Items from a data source
———
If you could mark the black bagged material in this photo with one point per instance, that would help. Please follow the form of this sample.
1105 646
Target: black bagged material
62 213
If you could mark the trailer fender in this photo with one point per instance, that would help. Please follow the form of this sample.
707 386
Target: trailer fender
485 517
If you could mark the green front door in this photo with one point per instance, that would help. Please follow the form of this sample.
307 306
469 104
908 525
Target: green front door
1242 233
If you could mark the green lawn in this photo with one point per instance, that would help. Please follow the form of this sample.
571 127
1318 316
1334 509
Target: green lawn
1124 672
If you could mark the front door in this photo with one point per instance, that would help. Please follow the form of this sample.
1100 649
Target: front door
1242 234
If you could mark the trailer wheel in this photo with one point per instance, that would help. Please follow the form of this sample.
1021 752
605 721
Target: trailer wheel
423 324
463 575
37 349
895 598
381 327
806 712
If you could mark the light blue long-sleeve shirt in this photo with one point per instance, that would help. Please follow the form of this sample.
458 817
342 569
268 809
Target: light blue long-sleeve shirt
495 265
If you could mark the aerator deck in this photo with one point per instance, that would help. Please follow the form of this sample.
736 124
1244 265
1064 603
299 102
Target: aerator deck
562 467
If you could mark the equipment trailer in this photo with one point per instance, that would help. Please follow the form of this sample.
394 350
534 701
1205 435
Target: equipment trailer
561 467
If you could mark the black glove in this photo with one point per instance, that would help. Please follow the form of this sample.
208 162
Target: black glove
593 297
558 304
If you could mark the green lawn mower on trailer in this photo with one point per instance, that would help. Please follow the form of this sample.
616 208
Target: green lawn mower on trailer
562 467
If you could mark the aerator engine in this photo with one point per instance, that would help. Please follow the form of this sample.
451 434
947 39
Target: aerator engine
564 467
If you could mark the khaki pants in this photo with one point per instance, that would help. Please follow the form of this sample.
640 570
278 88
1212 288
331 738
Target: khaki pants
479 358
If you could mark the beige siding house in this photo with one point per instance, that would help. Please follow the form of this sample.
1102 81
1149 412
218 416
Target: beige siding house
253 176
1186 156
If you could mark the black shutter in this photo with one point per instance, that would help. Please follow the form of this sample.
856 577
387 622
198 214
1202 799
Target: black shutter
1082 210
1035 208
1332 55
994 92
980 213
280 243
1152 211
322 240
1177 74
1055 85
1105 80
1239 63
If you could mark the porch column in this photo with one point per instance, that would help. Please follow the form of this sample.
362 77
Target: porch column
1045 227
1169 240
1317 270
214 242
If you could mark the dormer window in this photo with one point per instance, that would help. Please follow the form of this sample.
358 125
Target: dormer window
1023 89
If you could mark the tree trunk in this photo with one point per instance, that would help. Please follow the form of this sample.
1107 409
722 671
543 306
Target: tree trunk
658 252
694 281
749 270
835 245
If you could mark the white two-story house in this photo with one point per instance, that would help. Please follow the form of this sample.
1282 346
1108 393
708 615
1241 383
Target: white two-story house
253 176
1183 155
———
Reproduce all the items above, changing each occurrence of "one point per instance" to "a single point per instance" and leaving everything else untouched.

• RESULT OF THE EXERCISE:
If you could mark the black bagged material in this photo with a single point per instance, that would help. Please follow the form of this sample.
1105 646
Target: black bagged material
62 213
If you could mark the trailer fender in this photo with a single point per instance, that would help. Please follow the form of this sample.
707 386
Target: trailer fender
485 517
If you could mark the green front door in this photo with a single point per instance, that would help. Please follow the form of this sample.
307 306
469 104
908 525
Target: green front door
1242 233
If you could mark the green lawn in this photo with a single point per instance, that would help. Please follow the form of this sample.
571 127
1318 316
1334 509
Target: green lawn
1124 672
If you could mark the front door in this photo with a single point per instance, that would help. Please follow the form of this sample.
1100 649
Target: front door
1242 234
If you could mark the trailer wheel in this photo with a single point per instance, that would help. Please follow the form of this sample.
1021 752
605 721
Target: trailer wheel
423 324
463 575
37 349
895 598
381 327
806 712
If you could mark the light blue long-sleeve shirt in this photo with a single point per instance, that would help. Please follow the form of this sample.
458 817
342 569
268 809
Target: light blue long-sleeve shirt
495 265
If you could mark the aerator deck in this photo with a single point per instance, that would help. Please follow the form of this sample.
736 124
1244 265
1064 603
299 102
Target: aerator deck
562 467
If you could mark the equipment trailer in this photo with a single point per instance, that would help. Please follow the form of this sample.
394 350
534 701
1205 435
Target: equipment trailer
561 467
If you could mark the black glove in this photo with a single point per instance, that would help. Please follow the form of this sample.
208 162
Target: black glove
593 297
558 304
If you could mark the green lawn mower on trailer in this photo with a single point per instance, that would help. Please follow the form of this sample.
616 208
Target: green lawn mower on trailer
562 467
If you could mark the aerator engine in this photo with a single point per instance, that would help. Please follow the form of this sample.
451 434
947 39
Target: aerator engine
564 467
If you could mark the khaki pants in this photo with a single point per instance, that would help. Please follow the form of this sample.
640 570
278 88
1212 288
331 738
Target: khaki pants
479 358
If you could mark the beige siding house in this photo with a single point per instance, that would help. Please follow the form of this sample.
1102 81
1149 412
218 416
Target: beige siding house
253 176
1186 156
If you could mark the black shutter in this photo with a single point per instance, that would help. Please follow the form of this sample.
856 577
387 622
198 214
1202 799
Target: black shutter
1082 210
1035 208
1332 55
994 92
980 213
280 243
1152 211
322 240
1177 74
1055 85
1105 80
1239 63
If you could mark the porch column in this photo with a single point per instance, that would help. Please follow the form of this sample.
362 77
Target: porch column
1045 227
1169 240
1317 270
214 242
If you could mark the dormer window in this photo with a single point per instance, that would help. Please follow the form of this sample.
358 125
Target: dormer window
1023 89
If you could mark the tree trunk in this photo with a single point per instance, that would help. Please follow the form of this sample.
1107 409
722 671
543 306
Target: tree trunk
658 252
694 281
749 270
835 245
If you could mark the white two-story house in this photo with a single point per instance, that would help. Please follow the form of this sample.
1282 346
1108 393
708 615
1241 383
Target: white two-story house
253 176
1183 155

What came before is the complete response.